= Exercise requirements =
Can you copy each of the records below word for word, leaving the pictures out of your answer?

= Information given =
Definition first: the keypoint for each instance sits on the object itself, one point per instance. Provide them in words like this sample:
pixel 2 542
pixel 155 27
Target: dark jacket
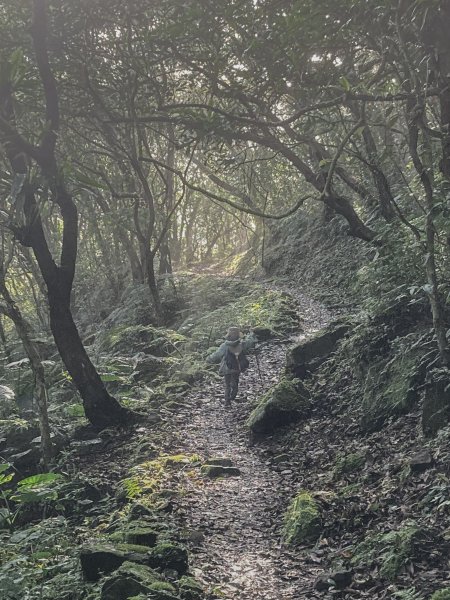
pixel 218 357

= The reply =
Definition first: the keypoint for each instance sits on the object itself, one point per instance. Provide them in words like this sample:
pixel 2 542
pixel 155 27
Target: dark jacket
pixel 218 357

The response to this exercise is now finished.